(Your goal):
Give the rows below as a two-column CSV with the columns "instruction" and "points", one line for each row, holding its text and its answer. Put each value in a single quoted field with any line breaks replaced by spaces, and leave the pictures out.

(Extracted entries):
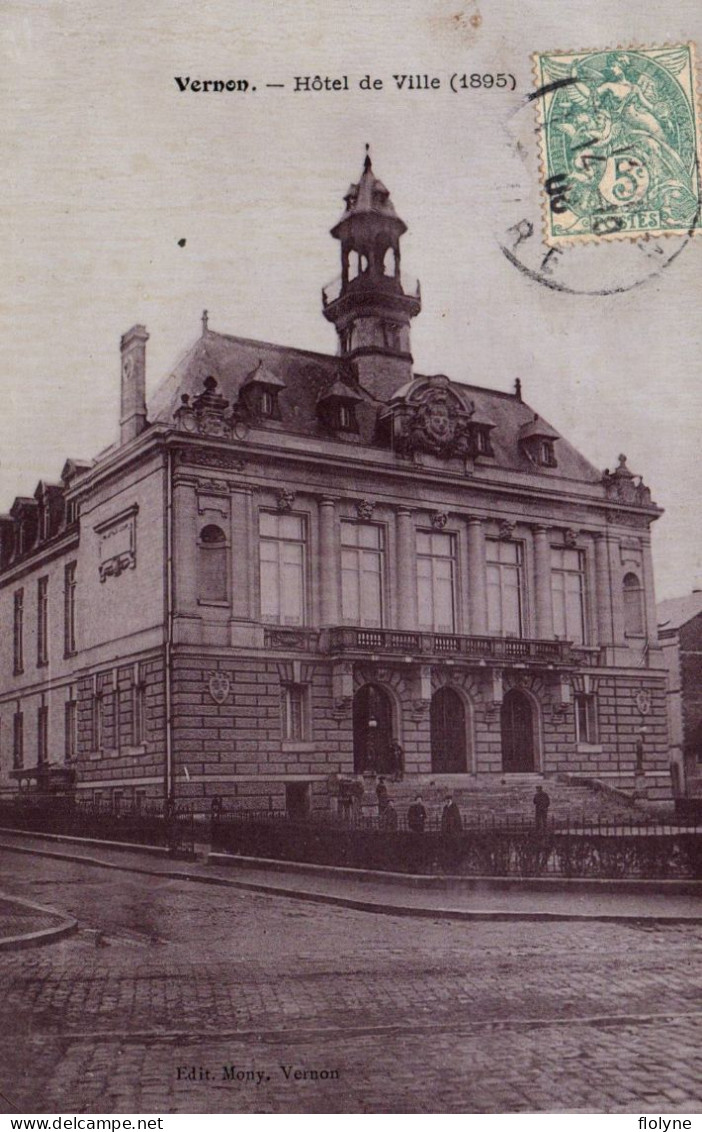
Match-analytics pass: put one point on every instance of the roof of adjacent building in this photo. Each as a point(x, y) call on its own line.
point(676, 611)
point(308, 376)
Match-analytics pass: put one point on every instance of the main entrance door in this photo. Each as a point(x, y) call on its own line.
point(447, 732)
point(373, 730)
point(516, 720)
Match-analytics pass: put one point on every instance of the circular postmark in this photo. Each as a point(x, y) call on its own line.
point(602, 178)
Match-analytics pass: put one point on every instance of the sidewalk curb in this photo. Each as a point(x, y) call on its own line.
point(365, 906)
point(66, 926)
point(454, 882)
point(95, 842)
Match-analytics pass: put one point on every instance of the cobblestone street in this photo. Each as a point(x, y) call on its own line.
point(171, 991)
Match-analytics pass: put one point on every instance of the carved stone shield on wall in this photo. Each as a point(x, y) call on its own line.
point(219, 686)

(Expected answer):
instruction,points
"Match-analytics pass: put one point on every instance of the roof of adjacent building in this photo. Each as a point(x, y) call on its own line.","point(676, 611) point(308, 376)"
"Match-analytics pass: put one point on every instance of the main entrance door in this photo. Each as a point(x, y) call on its own line.","point(447, 732) point(373, 730) point(516, 720)"
"Match-analytics pass: put one point on every instance of the circular postmark in this photo. Each as a point(x, y) call on its own line.","point(602, 178)"
"Match-analytics pass: put one point on every instance of the sidewalk curb in this photo. Each as a point(x, y) call on its own line.","point(365, 906) point(66, 926) point(454, 882) point(95, 842)"
"Match-analytics pass: put one point on every instance of the cobblestone street in this photo. Each as a point(x, y) call on its own line.","point(171, 991)"
"Match-analytics pass: put one point on every instance of the carved stone shield on wall in this photo. Each as a point(x, y) call on its own line.","point(219, 686)"